EXERCISE AIM
In the Ko Lanta travel account, what was the nightly price of the huts at the Khlong Jark Bungalows?

In the morning we boarded a ferry bound for the island of Ko Lanta Yai along with Johnny, Christine, and Hakumi. The ferry ride was mostly peaceful, if a bit uncomfortable on the hard seats. There were several locals on the boat touting for various hotels. We were approached by each tout and shown pictures of beach bungalows and handwritten testaments by previous guests praising the hotel in question. I of course deferred all such business to Suzanne who interrogated each tout and settled on one particular hotel which looked good on paper.

Upon arrival at the pier in Ban Sala Dan on the northern end of the island, our new friend from the hotel shuffled all of us into a waiting van (amidst a throng of other enterprising hotel representatives). We drove down a largely unfinished and potholed road through the small town and on to the beach area. The hotel had some nice bungalows and a decent beach, but upon arrival we learned that the cheaper bungalows which the tout had told us about on the boat were now suddenly full and only expensive accomodations were available. Grrr...smelled like a common tourist trick. Sue was not happy. We decided to look elsewhere.

After a frustrating afternoon of inspecting bungalows at different hotels, we settled on the Khlong Jark Bungalows down at the southern end of Ko Lanta. The Khlong Jark had a bunch of rickety huts near the beach, with adequate bathrooms, fans, and mosquito nets. And they were only 100B ($2.30 US) per night. (The fact that Johnny and I had to ride in the back of a pickup truck along a bumpy, dusty dirt road for 17 kilometers to get there may have had something to do with our decision to stay as well...) Next door was the much more exotic Waterfall Resort, which had a really nice restaurant on the beach. (Actually, using the word 'resort' in their name was major overkill. Sue looked at a room here too, but it was still too expensive.)

One great advantage over the hotels we had looked at was that the beach here was fabulous - very large and clean and flanked on either side by rocky outcrops. After settling into our hut, Sue and I walked down to the end of the beach and scrambled over the rocks. We found a small sea cave and climbed through to the other side. We continued on, walking and climbing over jagged but brittle rock formations bewteen the ocean and a high rocky hill. We observed a local woman and her child collecting what appeared to be small snails from the tidal pools and another group of bungalows built on stilts on the side of the hill. At dusk we headed back to our beach for a quick dip in the ocean, showered, and joined Johnny, Christine, and Hakumi for dinner at the Waterfall Resort's restaurant.


One of the reasons we came to Ko Lanta was to explore a series of caverns called Tham Khao Mai Kaew in the middle of the island. The previous evening at dinner we had made arrangements with the staff at the Waterfall Resort to get a ride to the caves in their truck which heads up north every morning to meet the ferry from the mainland. At eight o'clock we headed over to the resort only to find that their truck was full with guests returning to the ferry. There was no room for us to get to the caves. We were very disappointed and after a bit of tension and venting we decided to just wait until the following day.

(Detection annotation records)
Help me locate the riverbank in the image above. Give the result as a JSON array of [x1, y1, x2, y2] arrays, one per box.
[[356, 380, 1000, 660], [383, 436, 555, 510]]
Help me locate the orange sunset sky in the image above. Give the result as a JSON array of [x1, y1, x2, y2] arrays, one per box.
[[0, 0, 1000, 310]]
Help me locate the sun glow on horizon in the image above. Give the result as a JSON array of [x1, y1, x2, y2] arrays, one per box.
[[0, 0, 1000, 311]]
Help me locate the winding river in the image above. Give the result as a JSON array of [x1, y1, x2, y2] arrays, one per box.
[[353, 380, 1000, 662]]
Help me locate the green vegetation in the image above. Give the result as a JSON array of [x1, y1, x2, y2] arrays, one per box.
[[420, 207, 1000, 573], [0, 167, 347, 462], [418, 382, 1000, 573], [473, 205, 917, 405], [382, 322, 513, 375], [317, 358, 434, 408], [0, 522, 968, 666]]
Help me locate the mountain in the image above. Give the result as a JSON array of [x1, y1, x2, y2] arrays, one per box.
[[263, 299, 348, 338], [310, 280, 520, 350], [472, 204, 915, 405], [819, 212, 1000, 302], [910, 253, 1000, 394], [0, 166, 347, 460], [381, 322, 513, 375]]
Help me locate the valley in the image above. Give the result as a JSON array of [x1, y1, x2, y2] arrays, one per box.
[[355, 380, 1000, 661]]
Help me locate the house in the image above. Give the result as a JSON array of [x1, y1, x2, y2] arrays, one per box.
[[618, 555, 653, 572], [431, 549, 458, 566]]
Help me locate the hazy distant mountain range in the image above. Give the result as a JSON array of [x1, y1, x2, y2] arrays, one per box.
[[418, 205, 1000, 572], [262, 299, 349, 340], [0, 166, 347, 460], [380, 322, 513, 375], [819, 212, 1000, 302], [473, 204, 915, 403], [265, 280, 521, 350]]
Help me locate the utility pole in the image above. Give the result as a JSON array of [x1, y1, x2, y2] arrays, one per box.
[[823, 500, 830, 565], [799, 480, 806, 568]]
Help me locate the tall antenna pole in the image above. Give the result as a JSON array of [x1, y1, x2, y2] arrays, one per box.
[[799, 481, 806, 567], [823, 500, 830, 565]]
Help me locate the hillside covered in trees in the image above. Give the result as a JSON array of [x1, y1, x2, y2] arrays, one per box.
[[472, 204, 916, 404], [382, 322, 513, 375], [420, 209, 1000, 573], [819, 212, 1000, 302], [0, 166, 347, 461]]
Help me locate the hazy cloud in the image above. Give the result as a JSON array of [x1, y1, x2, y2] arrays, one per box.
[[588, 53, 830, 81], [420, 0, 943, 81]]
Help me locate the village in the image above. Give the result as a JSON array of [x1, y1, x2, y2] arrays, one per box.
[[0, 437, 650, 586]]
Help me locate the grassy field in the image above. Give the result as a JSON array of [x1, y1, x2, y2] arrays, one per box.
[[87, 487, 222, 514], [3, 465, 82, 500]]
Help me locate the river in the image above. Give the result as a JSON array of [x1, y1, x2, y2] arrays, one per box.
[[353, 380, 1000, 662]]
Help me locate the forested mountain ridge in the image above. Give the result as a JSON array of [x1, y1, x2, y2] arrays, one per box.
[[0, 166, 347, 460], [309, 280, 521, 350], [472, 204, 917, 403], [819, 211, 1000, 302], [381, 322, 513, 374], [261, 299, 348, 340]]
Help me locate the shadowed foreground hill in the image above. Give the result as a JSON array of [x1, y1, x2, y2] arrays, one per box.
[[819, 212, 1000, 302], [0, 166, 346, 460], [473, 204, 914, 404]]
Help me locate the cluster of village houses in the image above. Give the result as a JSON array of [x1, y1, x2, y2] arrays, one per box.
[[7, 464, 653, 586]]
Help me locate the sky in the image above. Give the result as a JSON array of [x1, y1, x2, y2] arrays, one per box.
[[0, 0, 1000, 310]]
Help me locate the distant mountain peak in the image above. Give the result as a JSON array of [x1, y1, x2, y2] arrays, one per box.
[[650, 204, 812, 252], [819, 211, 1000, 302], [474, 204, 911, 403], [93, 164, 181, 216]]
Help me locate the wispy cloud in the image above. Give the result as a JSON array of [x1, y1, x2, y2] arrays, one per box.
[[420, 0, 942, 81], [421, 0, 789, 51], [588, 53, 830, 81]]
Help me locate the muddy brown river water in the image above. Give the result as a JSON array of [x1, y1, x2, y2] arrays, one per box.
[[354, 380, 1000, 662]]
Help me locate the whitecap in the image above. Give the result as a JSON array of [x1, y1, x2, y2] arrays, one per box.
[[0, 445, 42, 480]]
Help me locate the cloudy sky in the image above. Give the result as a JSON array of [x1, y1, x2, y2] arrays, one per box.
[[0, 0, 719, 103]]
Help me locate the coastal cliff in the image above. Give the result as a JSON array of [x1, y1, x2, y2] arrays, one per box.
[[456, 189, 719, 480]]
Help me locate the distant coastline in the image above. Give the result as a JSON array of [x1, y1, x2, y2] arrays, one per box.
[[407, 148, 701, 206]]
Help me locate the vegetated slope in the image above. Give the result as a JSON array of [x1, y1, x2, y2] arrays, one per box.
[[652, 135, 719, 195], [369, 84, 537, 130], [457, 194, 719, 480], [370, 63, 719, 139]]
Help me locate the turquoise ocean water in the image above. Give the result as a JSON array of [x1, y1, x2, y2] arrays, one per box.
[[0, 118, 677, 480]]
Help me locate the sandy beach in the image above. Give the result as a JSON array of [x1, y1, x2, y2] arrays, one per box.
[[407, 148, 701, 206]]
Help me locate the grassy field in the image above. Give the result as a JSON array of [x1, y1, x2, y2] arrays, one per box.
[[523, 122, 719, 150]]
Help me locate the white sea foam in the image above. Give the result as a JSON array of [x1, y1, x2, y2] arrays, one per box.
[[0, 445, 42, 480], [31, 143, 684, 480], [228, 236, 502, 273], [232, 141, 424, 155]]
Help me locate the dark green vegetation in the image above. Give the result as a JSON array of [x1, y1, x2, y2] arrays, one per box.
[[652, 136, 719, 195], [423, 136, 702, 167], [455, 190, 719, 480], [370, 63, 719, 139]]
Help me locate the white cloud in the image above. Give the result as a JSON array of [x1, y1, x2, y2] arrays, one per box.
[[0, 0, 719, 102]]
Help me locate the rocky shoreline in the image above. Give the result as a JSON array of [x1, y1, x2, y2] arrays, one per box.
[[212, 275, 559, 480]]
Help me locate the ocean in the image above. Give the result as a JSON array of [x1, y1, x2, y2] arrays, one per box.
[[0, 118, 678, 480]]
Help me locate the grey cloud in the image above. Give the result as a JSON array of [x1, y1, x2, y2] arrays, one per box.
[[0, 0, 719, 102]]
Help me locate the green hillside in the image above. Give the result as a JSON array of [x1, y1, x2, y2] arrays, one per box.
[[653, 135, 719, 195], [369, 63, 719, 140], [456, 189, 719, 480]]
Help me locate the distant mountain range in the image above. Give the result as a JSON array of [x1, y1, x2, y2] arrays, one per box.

OUTPUT OF THE EXERCISE
100B ($2.30 US) per night.